## CONSIGNES
a: Renvoyez le passage du texte sur le management qui commence par "Au-delà de la" et se poursuit jusqu'à "cours de l’entretien.".
b: D'après le texte sur le management, de qui est la formule « The problem is management » ?

The problem is management*. The solution aussi.

*Rendons à César ce qui est à César : cette formule est de William Edwards Deming, 1900 – 1993, théoricien américain de l’amélioration continue.

Au-delà de la qualité de l’offre, la clé de la réussite d’un business basé sur le service semble bien être le management. C’est presque une lapalissade. En tout cas, c’est un postulat, et surtout, cela a été, dès le début, celui de Pascal Demurger.  Il n’hésite pas, dans son livre, à parler du management comme un avantage concurrentiel. En quoi est-ce une vraie différence par rapport à d’autres groupes ? Est-ce que je peux lui demander d’expliciter le management made in MAIF ? Pourra-t-il nous partager ses clés, sans omettre les difficultés rencontrées ? Je lui laisse à présent la parole – mais nous nous autoriserons quelques digressions au cours de l’entretien.

« Le management, pour moi, est le point de départ. C’est la base sur laquelle on peut tout construire. J’ose un parallèle entre l’entreprise et le pays. La cohésion sociale, cela n’échappe à personne, est le sujet de préoccupation numéro 1 des français. Rien n’a de sens si l’on ne commence pas par la cohésion sociale, tout comme rien n’a de sens sans bien être dans la Cité ou épanouissement dans l’entreprise. On ne peut rien faire d’autre si l’on n’a pas ce socle de cohésion. Le mouvement des Gilets Jaunes et la multiplication des contestations et aujourd’hui le caractère non réformable du pays – quelle que soit l’orientation de la réforme, d’ailleurs – en sont des manifestations évidentes. On ne peut pas construire sur des sables mouvants s’il n y a pas de cohésion sociale. C’est tellement vrai en entreprise ! »

## DONNÉES FOURNIES
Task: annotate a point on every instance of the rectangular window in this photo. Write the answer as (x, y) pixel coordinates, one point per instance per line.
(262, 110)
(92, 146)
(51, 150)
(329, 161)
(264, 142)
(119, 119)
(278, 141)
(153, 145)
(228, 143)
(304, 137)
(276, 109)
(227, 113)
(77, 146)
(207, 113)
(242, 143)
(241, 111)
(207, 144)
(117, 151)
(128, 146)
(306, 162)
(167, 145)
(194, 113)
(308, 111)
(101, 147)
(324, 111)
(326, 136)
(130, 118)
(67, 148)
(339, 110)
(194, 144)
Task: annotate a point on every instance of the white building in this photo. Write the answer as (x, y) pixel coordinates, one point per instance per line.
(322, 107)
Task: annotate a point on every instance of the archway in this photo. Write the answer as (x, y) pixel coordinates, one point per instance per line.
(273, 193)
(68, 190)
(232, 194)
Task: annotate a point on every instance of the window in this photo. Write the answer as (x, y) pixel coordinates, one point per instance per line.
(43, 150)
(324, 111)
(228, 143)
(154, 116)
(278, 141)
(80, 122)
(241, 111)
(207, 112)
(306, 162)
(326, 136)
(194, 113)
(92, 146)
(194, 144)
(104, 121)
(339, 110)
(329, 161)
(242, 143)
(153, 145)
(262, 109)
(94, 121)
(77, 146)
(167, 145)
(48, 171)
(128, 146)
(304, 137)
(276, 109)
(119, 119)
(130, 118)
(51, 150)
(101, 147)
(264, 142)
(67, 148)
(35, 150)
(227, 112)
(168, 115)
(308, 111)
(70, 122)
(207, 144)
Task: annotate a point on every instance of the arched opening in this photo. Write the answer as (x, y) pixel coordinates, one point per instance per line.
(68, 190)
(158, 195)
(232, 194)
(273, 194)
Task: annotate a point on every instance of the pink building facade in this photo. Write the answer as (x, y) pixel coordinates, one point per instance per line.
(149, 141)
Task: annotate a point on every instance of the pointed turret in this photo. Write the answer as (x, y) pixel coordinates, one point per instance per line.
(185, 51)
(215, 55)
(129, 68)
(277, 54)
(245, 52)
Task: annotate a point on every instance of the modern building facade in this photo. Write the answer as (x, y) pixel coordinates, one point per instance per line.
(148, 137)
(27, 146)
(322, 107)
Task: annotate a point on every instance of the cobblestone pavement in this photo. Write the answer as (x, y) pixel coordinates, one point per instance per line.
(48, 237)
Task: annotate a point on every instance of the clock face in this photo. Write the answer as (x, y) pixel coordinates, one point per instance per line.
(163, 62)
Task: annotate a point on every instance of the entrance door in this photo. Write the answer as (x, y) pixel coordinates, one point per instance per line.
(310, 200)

...

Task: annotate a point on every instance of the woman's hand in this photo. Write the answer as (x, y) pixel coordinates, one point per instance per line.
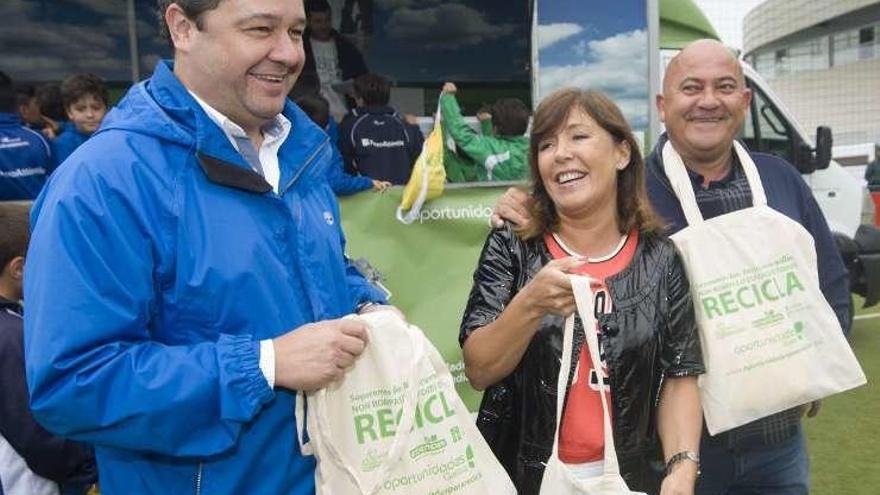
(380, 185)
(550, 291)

## CORRIGÉ
a:
Au-delà de la qualité de l’offre, la clé de la réussite d’un business basé sur le service semble bien être le management. C’est presque une lapalissade. En tout cas, c’est un postulat, et surtout, cela a été, dès le début, celui de Pascal Demurger.  Il n’hésite pas, dans son livre, à parler du management comme un avantage concurrentiel. En quoi est-ce une vraie différence par rapport à d’autres groupes ? Est-ce que je peux lui demander d’expliciter le management made in MAIF ? Pourra-t-il nous partager ses clés, sans omettre les difficultés rencontrées ? Je lui laisse à présent la parole – mais nous nous autoriserons quelques digressions au cours de l’entretien.

b: De William Edwards Deming, théoricien américain de l'amélioration continue.